*** Opening THE DATA ***
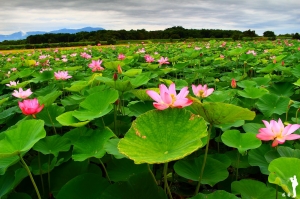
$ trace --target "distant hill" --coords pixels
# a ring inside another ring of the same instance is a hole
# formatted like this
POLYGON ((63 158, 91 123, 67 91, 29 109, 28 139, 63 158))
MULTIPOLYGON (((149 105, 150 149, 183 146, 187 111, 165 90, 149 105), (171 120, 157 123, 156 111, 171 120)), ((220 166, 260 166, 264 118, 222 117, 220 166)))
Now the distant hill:
POLYGON ((78 32, 92 32, 92 31, 98 31, 98 30, 104 30, 104 28, 92 28, 92 27, 85 27, 81 29, 67 29, 63 28, 60 30, 53 30, 50 32, 44 32, 44 31, 31 31, 31 32, 15 32, 10 35, 0 35, 0 42, 4 40, 20 40, 20 39, 26 39, 30 35, 39 35, 39 34, 45 34, 45 33, 70 33, 70 34, 75 34, 78 32))

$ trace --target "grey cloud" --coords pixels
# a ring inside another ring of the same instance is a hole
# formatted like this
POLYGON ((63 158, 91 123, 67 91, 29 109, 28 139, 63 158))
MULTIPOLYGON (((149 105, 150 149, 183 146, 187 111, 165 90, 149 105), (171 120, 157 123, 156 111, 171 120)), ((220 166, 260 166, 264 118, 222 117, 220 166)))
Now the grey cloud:
POLYGON ((300 32, 299 0, 14 0, 1 2, 0 34, 66 27, 185 28, 300 32))

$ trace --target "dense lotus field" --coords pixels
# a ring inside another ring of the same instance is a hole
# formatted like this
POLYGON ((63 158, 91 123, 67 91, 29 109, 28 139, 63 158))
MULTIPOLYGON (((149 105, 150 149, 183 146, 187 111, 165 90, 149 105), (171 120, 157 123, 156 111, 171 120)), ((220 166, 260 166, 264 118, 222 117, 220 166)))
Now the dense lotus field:
POLYGON ((300 198, 300 41, 0 54, 1 199, 300 198))

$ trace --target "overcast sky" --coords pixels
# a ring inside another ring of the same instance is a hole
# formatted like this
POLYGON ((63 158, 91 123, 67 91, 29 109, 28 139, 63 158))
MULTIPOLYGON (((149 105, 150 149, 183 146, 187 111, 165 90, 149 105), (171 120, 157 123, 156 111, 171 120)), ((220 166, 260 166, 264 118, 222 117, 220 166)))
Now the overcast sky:
POLYGON ((0 0, 0 34, 107 30, 266 30, 300 33, 300 0, 0 0))

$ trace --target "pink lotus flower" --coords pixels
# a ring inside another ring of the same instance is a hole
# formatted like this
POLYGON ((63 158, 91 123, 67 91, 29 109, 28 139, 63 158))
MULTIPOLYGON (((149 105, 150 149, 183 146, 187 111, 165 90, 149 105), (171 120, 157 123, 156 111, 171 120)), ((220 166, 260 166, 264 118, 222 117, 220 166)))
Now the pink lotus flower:
POLYGON ((89 67, 92 69, 93 72, 95 71, 102 71, 104 68, 101 66, 102 60, 92 60, 92 63, 89 64, 89 67))
POLYGON ((159 60, 157 60, 158 61, 158 63, 160 64, 160 65, 163 65, 163 64, 169 64, 169 62, 168 62, 168 58, 166 57, 166 58, 164 58, 164 57, 161 57, 159 60))
POLYGON ((263 120, 266 128, 261 128, 258 130, 256 137, 263 141, 274 140, 272 147, 277 146, 278 144, 283 144, 286 140, 296 140, 300 139, 300 135, 292 134, 298 128, 299 124, 289 124, 284 127, 281 119, 278 119, 278 122, 271 120, 270 123, 263 120))
POLYGON ((164 110, 169 107, 183 108, 193 103, 192 100, 186 98, 188 95, 188 87, 184 87, 180 90, 179 94, 176 94, 175 84, 172 83, 169 89, 164 85, 159 85, 160 94, 155 91, 147 90, 147 94, 156 102, 153 103, 154 107, 158 110, 164 110))
POLYGON ((70 79, 72 76, 70 76, 68 74, 68 71, 57 71, 54 72, 54 77, 56 80, 66 80, 66 79, 70 79))
POLYGON ((5 84, 5 85, 8 86, 8 87, 11 87, 11 86, 17 86, 18 83, 19 83, 19 81, 17 81, 17 82, 9 81, 9 84, 5 84))
POLYGON ((124 60, 125 59, 125 55, 124 54, 119 54, 118 55, 118 60, 124 60))
POLYGON ((26 99, 27 97, 29 97, 32 94, 30 88, 27 89, 26 91, 23 91, 22 88, 19 88, 19 91, 14 90, 13 92, 13 96, 17 97, 17 98, 22 98, 22 99, 26 99))
POLYGON ((193 93, 200 98, 205 98, 212 94, 214 92, 213 88, 207 88, 207 85, 201 85, 199 84, 198 86, 192 85, 193 93))
POLYGON ((80 56, 85 59, 90 59, 92 57, 91 55, 87 54, 86 52, 81 53, 80 56))
POLYGON ((27 99, 18 103, 24 115, 32 115, 34 118, 35 114, 39 113, 44 108, 44 105, 39 104, 37 98, 27 99))
POLYGON ((151 57, 150 55, 145 55, 144 58, 145 58, 145 60, 146 60, 147 63, 154 62, 154 58, 151 57))

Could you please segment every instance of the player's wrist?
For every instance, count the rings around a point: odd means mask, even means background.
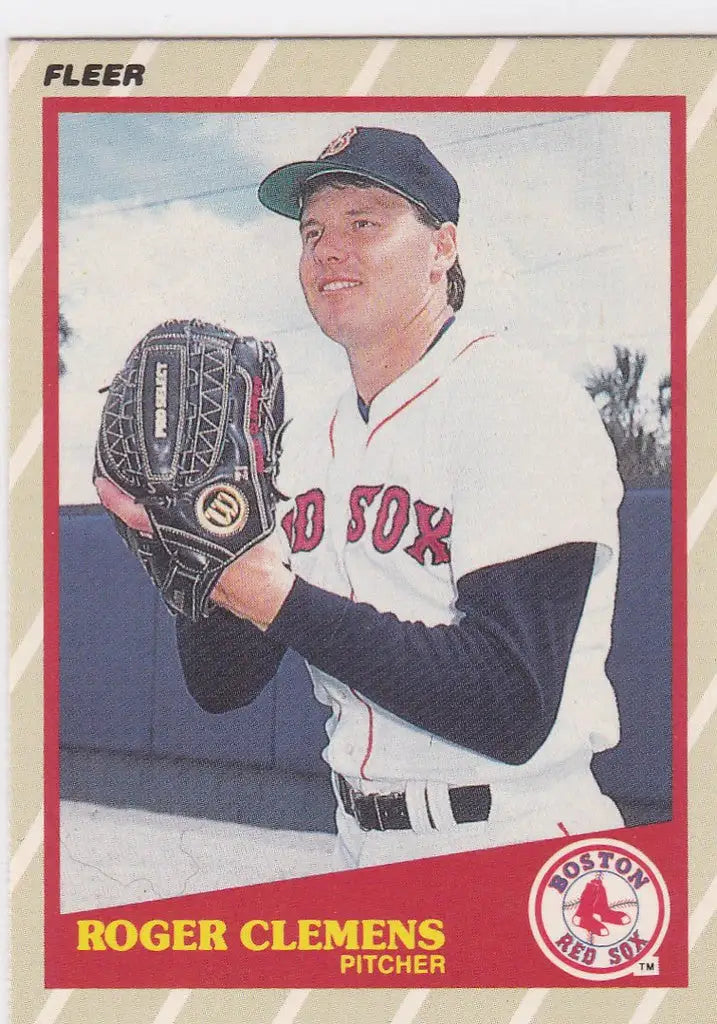
[[[285,565],[262,564],[250,552],[224,570],[212,591],[212,600],[232,615],[266,630],[279,614],[295,578]]]
[[[281,565],[259,581],[257,599],[249,616],[255,626],[261,630],[269,628],[291,593],[295,579],[291,569]]]

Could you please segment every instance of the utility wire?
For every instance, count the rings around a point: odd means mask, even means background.
[[[223,188],[206,189],[204,192],[192,192],[183,196],[168,196],[166,199],[148,199],[145,202],[127,203],[123,206],[113,206],[111,210],[85,210],[82,213],[66,214],[62,219],[85,220],[88,217],[108,217],[115,213],[130,213],[132,210],[148,210],[154,206],[169,206],[171,203],[185,203],[190,199],[208,199],[211,196],[226,195],[230,192],[251,192],[259,187],[259,183],[251,185],[226,185]]]
[[[560,124],[564,121],[574,121],[578,118],[585,118],[588,116],[585,114],[567,114],[564,117],[552,117],[542,121],[532,121],[529,123],[508,125],[505,128],[499,128],[492,132],[479,132],[470,136],[470,138],[453,138],[440,143],[441,148],[448,149],[453,146],[465,146],[469,143],[475,143],[481,139],[492,139],[502,135],[512,135],[518,132],[533,131],[536,128],[549,127],[552,125]],[[163,199],[148,199],[141,202],[124,203],[121,206],[113,206],[112,209],[96,210],[89,209],[79,213],[68,213],[63,215],[63,222],[75,221],[75,220],[86,220],[89,217],[108,217],[119,213],[131,213],[133,210],[149,210],[159,206],[169,206],[172,203],[189,202],[195,199],[211,199],[214,196],[229,195],[231,193],[241,192],[255,192],[259,187],[260,182],[251,182],[249,185],[226,185],[221,188],[205,189],[201,192],[192,192],[187,195],[175,195],[167,196]]]

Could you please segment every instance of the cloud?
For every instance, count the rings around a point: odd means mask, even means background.
[[[461,318],[476,333],[494,330],[538,348],[578,379],[589,366],[611,363],[614,344],[648,353],[650,386],[668,369],[664,115],[200,115],[185,118],[175,135],[186,145],[191,136],[195,154],[221,142],[221,166],[235,159],[240,181],[249,168],[254,174],[316,155],[352,123],[413,131],[455,174],[467,280]],[[164,319],[201,317],[272,338],[290,407],[322,407],[348,382],[343,353],[320,334],[304,303],[296,225],[263,210],[253,184],[251,202],[241,207],[187,199],[123,210],[141,177],[139,121],[132,132],[131,154],[120,146],[114,157],[103,154],[105,167],[114,159],[114,191],[105,195],[88,182],[91,202],[75,205],[82,216],[62,224],[62,307],[75,333],[63,353],[63,501],[93,500],[97,388]],[[156,146],[156,117],[147,137]],[[110,139],[108,133],[108,146]],[[194,161],[188,183],[180,157],[170,148],[161,176],[165,194],[186,195],[189,184],[203,184]],[[133,161],[131,185],[120,196],[116,183],[127,160]],[[142,194],[151,194],[151,173],[148,166]],[[210,160],[205,176],[216,181]]]
[[[304,303],[296,226],[273,227],[269,232],[263,221],[237,224],[191,203],[63,227],[61,306],[73,331],[63,349],[63,503],[94,500],[90,467],[103,403],[98,388],[163,320],[198,317],[271,338],[286,376],[290,415],[299,402],[321,407],[346,385],[342,350],[321,335]]]

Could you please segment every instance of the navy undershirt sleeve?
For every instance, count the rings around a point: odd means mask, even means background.
[[[297,578],[265,636],[421,729],[524,764],[555,722],[594,558],[594,544],[573,543],[469,573],[449,626]]]
[[[594,557],[594,544],[565,544],[468,573],[451,626],[401,622],[297,579],[266,633],[223,609],[179,617],[187,688],[206,711],[242,707],[290,646],[405,721],[522,764],[555,721]]]
[[[285,644],[223,608],[196,623],[178,615],[177,648],[187,689],[213,714],[250,704],[286,653]]]

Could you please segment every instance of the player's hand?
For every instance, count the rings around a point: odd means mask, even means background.
[[[108,511],[132,530],[152,536],[149,516],[134,498],[105,477],[95,480],[95,490]],[[260,629],[267,629],[293,584],[294,574],[284,565],[279,535],[274,532],[227,566],[211,599],[238,618],[249,619]]]
[[[98,476],[95,480],[95,490],[104,507],[121,519],[123,523],[126,523],[130,529],[137,530],[149,537],[152,536],[154,531],[149,516],[134,498],[125,494],[116,484],[103,476]]]
[[[227,566],[211,599],[259,629],[268,629],[289,591],[294,574],[284,565],[279,535],[275,531]]]

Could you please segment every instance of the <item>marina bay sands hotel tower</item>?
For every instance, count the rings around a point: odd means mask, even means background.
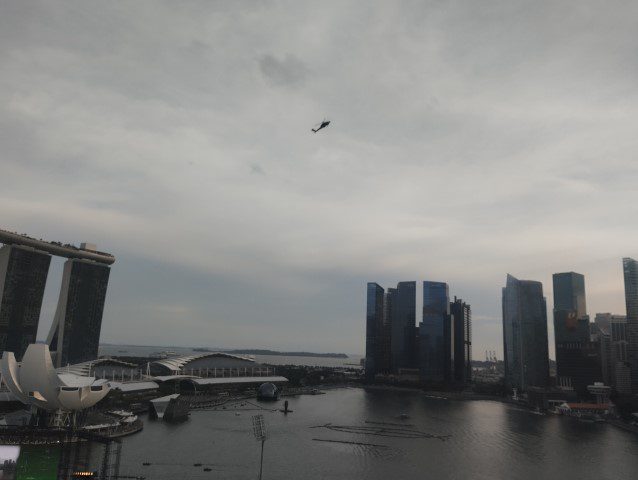
[[[47,337],[55,366],[94,360],[115,257],[95,245],[80,248],[0,230],[0,354],[20,360],[35,343],[51,256],[64,263],[58,305]]]

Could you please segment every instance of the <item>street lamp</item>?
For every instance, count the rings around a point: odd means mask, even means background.
[[[253,434],[257,440],[261,441],[261,460],[259,461],[259,480],[261,480],[261,472],[264,467],[264,442],[266,441],[266,422],[261,414],[253,415]]]

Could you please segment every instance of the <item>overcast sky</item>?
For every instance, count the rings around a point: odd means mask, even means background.
[[[3,1],[0,228],[117,257],[103,342],[363,353],[366,282],[435,280],[472,305],[474,357],[500,357],[508,272],[548,305],[552,273],[583,273],[590,314],[625,313],[636,18],[629,0]]]

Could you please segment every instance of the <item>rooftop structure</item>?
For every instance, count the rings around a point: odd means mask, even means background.
[[[96,375],[96,370],[105,369],[108,367],[119,367],[127,370],[137,370],[137,365],[134,363],[123,362],[122,360],[116,360],[114,358],[98,358],[96,360],[89,360],[88,362],[76,363],[75,365],[68,365],[66,367],[60,367],[57,369],[58,373],[71,373],[73,375],[79,375],[82,377],[90,377],[91,374]]]
[[[177,375],[188,371],[201,369],[228,369],[228,368],[253,368],[258,367],[255,359],[246,355],[233,355],[224,352],[206,352],[195,355],[179,355],[151,363],[151,369],[155,372]]]
[[[2,229],[0,229],[0,243],[4,243],[5,245],[24,245],[58,257],[93,260],[94,262],[104,263],[106,265],[111,265],[115,262],[113,255],[93,250],[92,248],[95,248],[95,246],[90,243],[83,243],[82,247],[84,248],[78,248],[74,245],[62,245],[60,242],[47,242],[46,240],[38,240],[25,234],[18,234]]]
[[[225,378],[192,378],[189,381],[195,385],[230,385],[230,384],[243,384],[243,383],[288,383],[286,377],[279,375],[268,377],[225,377]]]

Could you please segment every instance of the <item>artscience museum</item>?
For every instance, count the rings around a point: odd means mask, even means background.
[[[46,344],[29,345],[22,362],[4,352],[0,368],[3,382],[19,401],[47,412],[74,413],[92,407],[110,390],[105,379],[56,371]]]

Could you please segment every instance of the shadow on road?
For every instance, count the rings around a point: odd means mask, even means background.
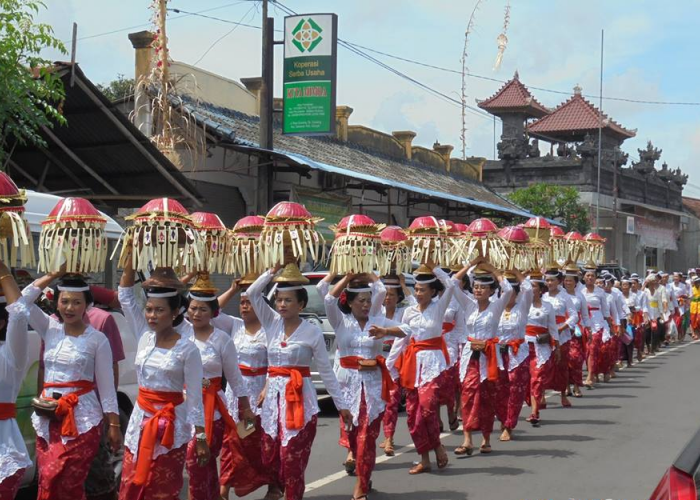
[[[548,420],[545,416],[541,421],[541,426],[546,427],[548,425],[568,425],[568,424],[583,424],[583,425],[614,425],[617,422],[612,420],[586,420],[586,419],[572,419],[572,420]]]
[[[544,435],[544,436],[538,436],[538,435],[533,435],[533,434],[523,434],[523,435],[517,435],[513,438],[513,441],[522,441],[522,442],[530,442],[530,441],[573,441],[573,442],[583,442],[583,441],[595,441],[598,438],[595,438],[593,436],[582,436],[580,434],[567,434],[567,435],[555,435],[555,434],[549,434],[549,435]]]

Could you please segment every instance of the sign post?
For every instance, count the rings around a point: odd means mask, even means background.
[[[284,134],[335,134],[337,52],[336,14],[284,18]]]

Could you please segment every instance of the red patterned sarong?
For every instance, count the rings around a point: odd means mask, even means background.
[[[509,356],[510,353],[503,354],[503,365],[506,369]],[[525,358],[510,372],[503,370],[500,376],[496,396],[496,415],[504,427],[513,430],[518,425],[518,417],[529,392],[530,358]]]
[[[284,490],[286,500],[301,500],[304,497],[304,473],[316,437],[317,420],[316,415],[311,417],[301,431],[289,440],[287,446],[281,446],[283,422],[279,422],[277,438],[263,433],[263,464]]]
[[[453,365],[445,370],[445,378],[440,386],[440,394],[438,396],[440,399],[440,406],[454,408],[457,387],[459,387],[459,367]]]
[[[49,442],[36,440],[39,470],[37,500],[84,500],[85,479],[97,455],[102,422],[63,444],[61,422],[49,423]]]
[[[393,438],[394,432],[396,432],[396,422],[399,419],[399,405],[401,404],[401,394],[403,389],[399,384],[394,384],[394,388],[391,390],[389,397],[389,402],[386,404],[386,410],[384,410],[384,437]]]
[[[418,453],[427,453],[440,446],[440,385],[444,371],[435,379],[415,389],[406,389],[408,432]]]
[[[571,337],[569,341],[569,383],[583,385],[583,363],[586,361],[583,337]]]
[[[260,417],[255,419],[255,432],[245,439],[236,431],[224,434],[219,481],[222,486],[232,487],[236,496],[244,497],[272,482],[262,463],[262,436]]]
[[[482,354],[483,355],[483,354]],[[472,356],[462,382],[462,422],[466,431],[481,431],[486,437],[493,432],[496,383],[488,378],[481,382],[479,359]]]
[[[537,353],[535,352],[535,344],[528,343],[530,346],[530,386],[526,397],[528,405],[531,404],[531,398],[542,401],[544,397],[545,387],[552,384],[554,376],[554,353],[549,356],[549,359],[537,367]]]
[[[214,420],[209,428],[210,438],[209,451],[211,458],[204,465],[197,463],[197,440],[192,440],[187,445],[187,455],[185,457],[185,467],[190,478],[188,487],[190,500],[219,500],[219,473],[216,469],[216,459],[221,452],[221,445],[224,441],[226,422],[223,418]],[[229,427],[229,432],[231,432]],[[236,432],[235,429],[233,432]]]
[[[24,469],[19,469],[11,476],[0,481],[0,500],[14,500],[19,490],[19,485],[24,476]]]
[[[352,456],[355,457],[355,472],[360,478],[360,488],[363,492],[368,492],[377,458],[377,437],[382,424],[382,415],[369,422],[364,392],[357,424],[347,436]]]
[[[598,330],[591,336],[588,343],[588,372],[592,376],[604,373],[605,366],[602,359],[603,330]]]
[[[552,381],[547,389],[562,392],[569,386],[569,344],[571,341],[559,345],[559,362],[552,359],[554,369],[552,371]],[[552,353],[554,358],[554,353]]]
[[[122,484],[119,488],[119,500],[178,500],[182,490],[183,471],[187,445],[170,450],[154,458],[148,469],[148,480],[137,485],[136,463],[129,448],[124,448],[124,465],[122,467]]]

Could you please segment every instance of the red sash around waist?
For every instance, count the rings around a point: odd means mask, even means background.
[[[165,431],[160,438],[160,444],[166,448],[173,446],[175,442],[175,407],[181,405],[184,400],[185,398],[181,392],[152,391],[139,387],[139,395],[136,402],[143,411],[153,416],[145,419],[143,424],[139,453],[136,458],[134,484],[143,485],[148,480],[153,451],[158,439],[158,422],[161,418],[165,420]],[[164,406],[159,410],[155,406],[157,404]]]
[[[454,323],[450,323],[450,322],[445,321],[445,322],[442,324],[442,334],[443,334],[443,335],[445,335],[446,333],[450,333],[450,332],[451,332],[452,330],[454,330],[454,329],[455,329],[455,324],[454,324]]]
[[[246,365],[238,365],[238,368],[241,370],[241,375],[244,377],[260,377],[262,375],[267,375],[267,366],[252,368]]]
[[[399,370],[401,387],[406,389],[416,388],[416,354],[420,351],[442,351],[445,361],[448,365],[450,364],[450,355],[447,352],[447,344],[445,344],[443,337],[433,337],[418,342],[412,338],[394,365]]]
[[[10,420],[17,417],[17,405],[15,403],[0,403],[0,420]]]
[[[549,329],[544,327],[544,326],[536,326],[536,325],[527,325],[525,327],[525,335],[530,335],[532,337],[537,337],[538,335],[542,335],[543,333],[549,333]],[[549,338],[549,345],[551,347],[555,347],[556,340],[554,337]]]
[[[224,401],[219,396],[221,390],[221,377],[210,378],[209,385],[202,387],[202,405],[204,406],[204,432],[207,435],[207,444],[211,445],[214,428],[214,413],[219,410],[221,418],[224,419],[226,427],[229,429],[236,428],[236,422],[233,421],[228,412],[228,408]]]
[[[569,319],[568,316],[555,316],[555,319],[557,320],[557,325],[561,325],[562,323],[566,323],[566,320]]]
[[[271,377],[289,377],[284,399],[287,402],[285,424],[287,429],[304,427],[304,377],[311,376],[308,366],[270,366],[267,369]]]
[[[478,341],[480,339],[475,339],[473,337],[467,337],[469,342]],[[496,354],[496,347],[498,346],[498,337],[493,337],[491,339],[485,340],[486,347],[484,347],[484,355],[486,356],[486,378],[495,382],[498,380],[498,355]]]
[[[363,359],[359,356],[343,356],[340,358],[340,366],[348,370],[359,370],[360,361]],[[382,371],[382,399],[388,403],[391,398],[390,392],[394,388],[394,381],[391,380],[384,356],[377,356],[376,360],[377,366]]]
[[[90,380],[76,380],[74,382],[46,382],[44,384],[44,395],[46,389],[76,388],[77,391],[64,394],[58,398],[56,415],[63,417],[61,422],[61,436],[78,437],[78,428],[75,425],[75,407],[80,400],[80,396],[95,390],[95,383]]]
[[[509,342],[506,342],[506,345],[510,346],[510,348],[513,350],[513,356],[518,355],[518,351],[520,350],[520,346],[525,343],[525,339],[515,339],[511,340]]]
*** Closing THE DATA ***
When you reach the line containing "Could you please segment every instance of the <item>street" in the data above, start copying exactly, and stop after the line containing "Could you please segment every instance of the shadow".

Could you please segment every instance of the <item>street lamp</item>?
For every instance, count the rings around a point: odd means mask, even means background.
[[[253,434],[257,440],[261,441],[261,460],[259,461],[259,480],[261,480],[261,472],[264,467],[264,442],[266,441],[266,422],[261,414],[253,415]]]

Could you please segment every instance of the <item>overcast sky</item>?
For every instance, count the rings around a point: odd means mask, even means background.
[[[3,1],[0,228],[117,257],[103,342],[363,353],[366,282],[435,280],[472,305],[474,357],[500,357],[508,272],[548,305],[552,273],[583,273],[590,314],[625,313],[636,18],[629,0]]]

Could you please segment every instance of the <item>rooftop structure</item>?
For every instance, count the rings around a point: odd means mask, even means background.
[[[96,375],[96,370],[105,369],[108,367],[119,367],[127,370],[137,370],[137,365],[134,363],[123,362],[122,360],[116,360],[114,358],[98,358],[96,360],[89,360],[88,362],[76,363],[75,365],[68,365],[66,367],[60,367],[57,369],[58,373],[71,373],[73,375],[79,375],[82,377],[90,377],[91,374]]]
[[[177,375],[188,371],[201,369],[228,369],[228,368],[253,368],[258,367],[255,359],[246,355],[233,355],[224,352],[206,352],[195,355],[179,355],[151,363],[151,369],[155,372]]]
[[[2,229],[0,229],[0,243],[4,243],[5,245],[24,245],[58,257],[93,260],[94,262],[104,263],[106,265],[111,265],[115,262],[113,255],[93,250],[92,248],[95,248],[95,246],[90,243],[83,243],[82,247],[84,248],[78,248],[74,245],[62,245],[60,242],[47,242],[46,240],[38,240],[25,234],[18,234]]]
[[[225,378],[192,378],[189,381],[195,385],[230,385],[230,384],[243,384],[243,383],[288,383],[286,377],[279,375],[268,377],[225,377]]]

Could you please segment every instance of the <item>artscience museum</item>?
For every instance, count the rings around a point: odd means mask, even means background.
[[[46,344],[29,345],[22,362],[4,352],[0,368],[3,382],[19,401],[47,412],[74,413],[92,407],[110,390],[105,379],[56,371]]]

Could you please segment every instance of the shadow on road?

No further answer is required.